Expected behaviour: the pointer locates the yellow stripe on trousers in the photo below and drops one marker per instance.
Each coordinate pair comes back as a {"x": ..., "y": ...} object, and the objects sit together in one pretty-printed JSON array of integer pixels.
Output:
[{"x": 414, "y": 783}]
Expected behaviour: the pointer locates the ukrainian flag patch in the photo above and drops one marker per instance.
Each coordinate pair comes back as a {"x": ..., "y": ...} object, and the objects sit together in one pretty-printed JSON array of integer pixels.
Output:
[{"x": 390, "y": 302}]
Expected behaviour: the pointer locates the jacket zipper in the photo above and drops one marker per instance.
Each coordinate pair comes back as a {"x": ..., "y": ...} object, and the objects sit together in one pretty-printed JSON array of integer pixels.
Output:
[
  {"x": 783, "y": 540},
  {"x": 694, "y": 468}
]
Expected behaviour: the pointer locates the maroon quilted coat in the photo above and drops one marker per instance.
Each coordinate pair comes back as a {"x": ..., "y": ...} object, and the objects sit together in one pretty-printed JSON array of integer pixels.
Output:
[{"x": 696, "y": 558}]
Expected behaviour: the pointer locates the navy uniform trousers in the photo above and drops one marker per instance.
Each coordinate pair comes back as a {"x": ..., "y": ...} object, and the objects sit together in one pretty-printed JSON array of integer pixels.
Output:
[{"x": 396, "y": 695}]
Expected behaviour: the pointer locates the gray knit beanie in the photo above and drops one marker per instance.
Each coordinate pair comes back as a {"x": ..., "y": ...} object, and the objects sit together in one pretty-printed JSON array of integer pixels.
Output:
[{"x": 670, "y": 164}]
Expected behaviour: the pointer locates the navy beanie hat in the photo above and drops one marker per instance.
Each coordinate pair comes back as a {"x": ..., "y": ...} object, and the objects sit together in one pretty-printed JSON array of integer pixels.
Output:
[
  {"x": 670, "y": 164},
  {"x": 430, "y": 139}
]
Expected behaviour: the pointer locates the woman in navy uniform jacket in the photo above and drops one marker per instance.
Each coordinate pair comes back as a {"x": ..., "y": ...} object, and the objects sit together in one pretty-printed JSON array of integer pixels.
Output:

---+---

▶ **What you are asked to do**: In the listing above, find the line with "Expected behaviour: the pointer locates the maroon" and set down that line and all after it exactly, through the final line.

▶ **Complete answer**:
Expected behaviour: the pointer locates the maroon quilted coat in the photo above and drops one marker per instance.
Each coordinate pair comes back as a {"x": ..., "y": ...} object, and the objects sit together in one pretty-printed JSON array of integer pixels.
Output:
[{"x": 696, "y": 558}]
Expected behaviour: the pointer locates the navy uniform trousers in the photo above and drops one marker per instance.
Each coordinate pair comes back as a {"x": ..., "y": ...} object, and the objects sit together in one pretty-printed JSON array of integer pixels.
Output:
[{"x": 396, "y": 695}]
Expected behaviour: the pointer locates the gray knit beanie in the photo above and drops one marker per instance.
Each coordinate pair comes back as a {"x": ..., "y": ...} object, and the objects sit together in one pretty-printed JSON array of integer pixels.
Output:
[{"x": 670, "y": 164}]
Expected behaviour: the pointer locates the navy beanie hat in the photo above and drops one marker per instance.
Each coordinate pair comes back as a {"x": ..., "y": ...} object, and the objects sit together in one pretty-printed JSON array of integer pixels.
Output:
[
  {"x": 670, "y": 164},
  {"x": 430, "y": 139}
]
Expected behaviour: the pointer locates the woman in navy uniform jacket in the photo above and drops one marker per instance.
Each coordinate pair comes back as a {"x": ..., "y": ...} object, and the objects sit together in one pretty-printed JSON array of integer pixels.
Output:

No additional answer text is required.